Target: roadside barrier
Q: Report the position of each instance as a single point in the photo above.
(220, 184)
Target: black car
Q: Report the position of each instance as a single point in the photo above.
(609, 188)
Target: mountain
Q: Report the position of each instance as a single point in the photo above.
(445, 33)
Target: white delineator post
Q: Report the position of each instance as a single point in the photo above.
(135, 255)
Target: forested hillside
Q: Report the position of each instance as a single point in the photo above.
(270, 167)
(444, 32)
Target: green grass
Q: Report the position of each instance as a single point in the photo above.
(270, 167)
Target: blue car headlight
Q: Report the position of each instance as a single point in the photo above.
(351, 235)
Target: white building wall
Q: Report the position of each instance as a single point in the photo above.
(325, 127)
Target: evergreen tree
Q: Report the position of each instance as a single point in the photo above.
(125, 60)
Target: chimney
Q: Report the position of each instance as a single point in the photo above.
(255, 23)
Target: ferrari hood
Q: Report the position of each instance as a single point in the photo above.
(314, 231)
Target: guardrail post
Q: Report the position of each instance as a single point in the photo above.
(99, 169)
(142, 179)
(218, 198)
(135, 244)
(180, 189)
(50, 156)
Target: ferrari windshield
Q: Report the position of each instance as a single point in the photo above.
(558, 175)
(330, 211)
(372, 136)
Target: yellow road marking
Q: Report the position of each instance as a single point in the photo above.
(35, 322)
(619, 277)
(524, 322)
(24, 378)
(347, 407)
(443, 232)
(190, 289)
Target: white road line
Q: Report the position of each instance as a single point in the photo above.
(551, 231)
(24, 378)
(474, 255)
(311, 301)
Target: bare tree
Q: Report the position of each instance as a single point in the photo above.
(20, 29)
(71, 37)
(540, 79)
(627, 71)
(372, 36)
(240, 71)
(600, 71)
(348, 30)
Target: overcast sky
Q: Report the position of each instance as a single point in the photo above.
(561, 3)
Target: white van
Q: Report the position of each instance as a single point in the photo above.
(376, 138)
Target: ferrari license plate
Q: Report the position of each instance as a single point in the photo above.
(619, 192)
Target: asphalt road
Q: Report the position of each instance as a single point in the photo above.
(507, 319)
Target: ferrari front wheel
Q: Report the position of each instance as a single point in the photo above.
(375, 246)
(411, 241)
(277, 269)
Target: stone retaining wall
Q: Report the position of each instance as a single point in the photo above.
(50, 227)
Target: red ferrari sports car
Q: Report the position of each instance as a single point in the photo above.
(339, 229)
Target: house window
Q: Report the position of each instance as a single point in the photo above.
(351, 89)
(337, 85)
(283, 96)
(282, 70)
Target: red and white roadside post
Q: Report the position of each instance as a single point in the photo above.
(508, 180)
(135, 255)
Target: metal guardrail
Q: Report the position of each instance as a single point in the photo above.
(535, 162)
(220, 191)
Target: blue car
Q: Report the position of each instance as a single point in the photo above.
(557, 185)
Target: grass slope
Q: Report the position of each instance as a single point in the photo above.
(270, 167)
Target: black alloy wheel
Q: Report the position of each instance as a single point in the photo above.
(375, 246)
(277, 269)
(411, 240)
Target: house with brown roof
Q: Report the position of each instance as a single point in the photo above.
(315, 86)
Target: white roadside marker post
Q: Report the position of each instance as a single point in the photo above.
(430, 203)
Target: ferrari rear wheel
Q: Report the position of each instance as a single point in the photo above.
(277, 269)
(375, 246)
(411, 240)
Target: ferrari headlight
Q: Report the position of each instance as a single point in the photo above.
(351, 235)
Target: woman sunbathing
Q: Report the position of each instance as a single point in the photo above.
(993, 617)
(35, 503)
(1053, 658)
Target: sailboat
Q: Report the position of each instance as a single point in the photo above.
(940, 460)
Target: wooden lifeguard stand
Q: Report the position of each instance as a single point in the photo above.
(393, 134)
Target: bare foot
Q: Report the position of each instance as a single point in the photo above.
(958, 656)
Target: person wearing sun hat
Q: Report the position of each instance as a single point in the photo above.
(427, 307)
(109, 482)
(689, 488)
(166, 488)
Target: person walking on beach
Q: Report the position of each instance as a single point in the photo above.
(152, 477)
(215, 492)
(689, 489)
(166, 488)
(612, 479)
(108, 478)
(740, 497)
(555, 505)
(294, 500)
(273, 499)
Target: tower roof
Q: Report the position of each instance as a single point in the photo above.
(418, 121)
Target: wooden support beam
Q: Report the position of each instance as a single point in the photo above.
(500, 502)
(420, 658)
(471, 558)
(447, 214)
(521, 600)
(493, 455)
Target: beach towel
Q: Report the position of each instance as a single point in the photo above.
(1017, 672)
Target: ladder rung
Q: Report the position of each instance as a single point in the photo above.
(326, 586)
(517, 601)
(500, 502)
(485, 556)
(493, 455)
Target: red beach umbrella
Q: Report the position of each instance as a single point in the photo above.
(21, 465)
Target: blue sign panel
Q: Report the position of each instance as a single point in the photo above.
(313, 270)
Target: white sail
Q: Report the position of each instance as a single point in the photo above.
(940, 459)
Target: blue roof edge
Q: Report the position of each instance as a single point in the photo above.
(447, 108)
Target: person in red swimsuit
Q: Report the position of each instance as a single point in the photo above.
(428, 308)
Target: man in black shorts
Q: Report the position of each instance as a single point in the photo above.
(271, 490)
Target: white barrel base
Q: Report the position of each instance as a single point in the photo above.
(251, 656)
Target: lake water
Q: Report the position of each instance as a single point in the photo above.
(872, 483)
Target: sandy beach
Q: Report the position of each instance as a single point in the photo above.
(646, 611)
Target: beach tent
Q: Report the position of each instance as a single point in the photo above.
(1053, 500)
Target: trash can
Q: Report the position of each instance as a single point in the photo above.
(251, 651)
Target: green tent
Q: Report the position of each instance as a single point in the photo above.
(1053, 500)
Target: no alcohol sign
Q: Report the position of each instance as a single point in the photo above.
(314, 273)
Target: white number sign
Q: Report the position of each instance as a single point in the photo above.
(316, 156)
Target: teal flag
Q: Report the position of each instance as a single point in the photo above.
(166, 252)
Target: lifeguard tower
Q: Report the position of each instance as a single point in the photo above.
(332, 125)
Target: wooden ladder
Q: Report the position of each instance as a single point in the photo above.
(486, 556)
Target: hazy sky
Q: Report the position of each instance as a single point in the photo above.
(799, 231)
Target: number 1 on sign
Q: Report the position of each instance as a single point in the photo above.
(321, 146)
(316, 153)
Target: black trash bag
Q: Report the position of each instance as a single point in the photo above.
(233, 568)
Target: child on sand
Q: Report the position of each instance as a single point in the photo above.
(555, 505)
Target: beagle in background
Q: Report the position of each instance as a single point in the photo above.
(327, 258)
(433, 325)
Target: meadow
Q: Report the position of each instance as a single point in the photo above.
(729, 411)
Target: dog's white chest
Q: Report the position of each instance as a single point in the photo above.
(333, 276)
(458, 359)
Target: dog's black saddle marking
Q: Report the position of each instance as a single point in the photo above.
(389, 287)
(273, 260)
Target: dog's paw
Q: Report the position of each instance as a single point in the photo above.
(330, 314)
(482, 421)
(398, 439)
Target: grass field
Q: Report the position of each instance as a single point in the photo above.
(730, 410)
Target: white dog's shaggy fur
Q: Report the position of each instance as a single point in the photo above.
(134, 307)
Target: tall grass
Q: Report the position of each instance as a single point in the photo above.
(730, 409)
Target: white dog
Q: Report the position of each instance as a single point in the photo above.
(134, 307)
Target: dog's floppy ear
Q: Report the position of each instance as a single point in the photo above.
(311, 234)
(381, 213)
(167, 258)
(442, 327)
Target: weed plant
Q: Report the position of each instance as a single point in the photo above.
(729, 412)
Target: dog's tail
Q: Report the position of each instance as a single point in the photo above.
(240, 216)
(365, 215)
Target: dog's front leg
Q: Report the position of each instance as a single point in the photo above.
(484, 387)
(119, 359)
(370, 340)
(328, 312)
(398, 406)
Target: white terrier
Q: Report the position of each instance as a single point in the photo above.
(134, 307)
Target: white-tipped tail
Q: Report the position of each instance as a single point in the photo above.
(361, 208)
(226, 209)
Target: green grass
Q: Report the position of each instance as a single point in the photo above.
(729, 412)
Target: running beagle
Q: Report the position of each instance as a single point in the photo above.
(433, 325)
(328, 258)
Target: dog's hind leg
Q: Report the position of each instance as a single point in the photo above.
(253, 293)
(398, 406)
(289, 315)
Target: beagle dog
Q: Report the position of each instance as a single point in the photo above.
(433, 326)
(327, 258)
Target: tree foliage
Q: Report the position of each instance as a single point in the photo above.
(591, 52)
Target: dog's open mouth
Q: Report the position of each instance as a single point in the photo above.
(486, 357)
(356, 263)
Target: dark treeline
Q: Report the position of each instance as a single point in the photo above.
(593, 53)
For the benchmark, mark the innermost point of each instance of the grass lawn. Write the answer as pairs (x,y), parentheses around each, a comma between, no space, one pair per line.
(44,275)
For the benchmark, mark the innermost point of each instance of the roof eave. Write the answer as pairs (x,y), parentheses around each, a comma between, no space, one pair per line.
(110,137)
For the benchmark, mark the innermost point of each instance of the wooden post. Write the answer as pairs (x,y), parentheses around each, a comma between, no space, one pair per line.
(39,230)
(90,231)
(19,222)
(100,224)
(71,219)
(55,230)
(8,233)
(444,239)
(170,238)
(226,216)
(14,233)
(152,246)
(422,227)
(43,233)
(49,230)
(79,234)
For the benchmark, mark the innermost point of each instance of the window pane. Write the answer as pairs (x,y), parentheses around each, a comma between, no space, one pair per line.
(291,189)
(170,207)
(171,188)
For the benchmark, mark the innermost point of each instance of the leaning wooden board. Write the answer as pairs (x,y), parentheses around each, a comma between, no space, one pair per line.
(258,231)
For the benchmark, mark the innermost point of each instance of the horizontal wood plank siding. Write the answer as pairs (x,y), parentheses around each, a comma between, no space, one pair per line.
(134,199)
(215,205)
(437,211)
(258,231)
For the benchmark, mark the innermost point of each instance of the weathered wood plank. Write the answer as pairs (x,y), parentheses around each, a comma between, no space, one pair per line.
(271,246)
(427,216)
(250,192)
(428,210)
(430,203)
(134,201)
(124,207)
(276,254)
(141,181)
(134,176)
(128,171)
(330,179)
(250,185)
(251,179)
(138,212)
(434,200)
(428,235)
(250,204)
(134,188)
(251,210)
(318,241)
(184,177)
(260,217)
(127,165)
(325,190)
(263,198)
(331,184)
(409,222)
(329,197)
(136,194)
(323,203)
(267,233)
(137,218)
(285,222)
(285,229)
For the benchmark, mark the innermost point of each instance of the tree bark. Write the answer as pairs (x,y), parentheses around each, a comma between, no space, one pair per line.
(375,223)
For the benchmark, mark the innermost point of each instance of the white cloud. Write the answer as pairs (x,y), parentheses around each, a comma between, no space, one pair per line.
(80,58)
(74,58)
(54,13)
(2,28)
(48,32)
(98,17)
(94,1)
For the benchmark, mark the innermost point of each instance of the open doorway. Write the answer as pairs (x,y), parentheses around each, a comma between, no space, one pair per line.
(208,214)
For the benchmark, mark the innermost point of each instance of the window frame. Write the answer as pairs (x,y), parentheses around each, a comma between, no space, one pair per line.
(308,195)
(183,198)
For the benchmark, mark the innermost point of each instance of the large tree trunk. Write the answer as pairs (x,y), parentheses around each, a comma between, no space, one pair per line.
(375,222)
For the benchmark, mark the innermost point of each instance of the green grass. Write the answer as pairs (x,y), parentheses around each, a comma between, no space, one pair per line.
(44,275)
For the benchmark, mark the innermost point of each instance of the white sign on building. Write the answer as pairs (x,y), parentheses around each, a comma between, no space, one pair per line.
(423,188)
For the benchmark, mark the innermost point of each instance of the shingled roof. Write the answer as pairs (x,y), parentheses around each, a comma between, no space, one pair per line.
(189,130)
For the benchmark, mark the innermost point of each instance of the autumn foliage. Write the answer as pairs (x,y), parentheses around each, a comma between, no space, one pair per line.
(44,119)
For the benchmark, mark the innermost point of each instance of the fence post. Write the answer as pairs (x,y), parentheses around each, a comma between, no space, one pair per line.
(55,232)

--------------------------------

# WHAT IS EXPECTED
Give back, unchanged, every line from the one with "of the green" to the end of the entries above.

# EXERCISE OUTPUT
For the benchmark, mark the innermost point of each instance of the green grass. Write the answer as pairs (x,y), parentheses around each, a comma between, no space, one pair per line.
(44,275)
For the benchmark, mark the innermost point of each instance of the white sign on building. Write the answer as pairs (x,y), parentheses around each, a comma between, no space, one pair per line.
(423,188)
For the benchmark, mark the innermost point of each instance of the shingled roof. Write the answer as pairs (x,y), parentheses around each, a comma between, no space, one pair per line.
(189,130)
For the benchmark, mark the innermost point of each instance of the autumn foliage. Write the answer as pairs (x,y), parentheses around each, a comma between, no space, one pair per line.
(44,119)
For the benchmark, mark the innermost point of each instance of the fence post. Write the answer as pairs (x,y), parentheses around each, a comma between, no space, one pair per line.
(55,232)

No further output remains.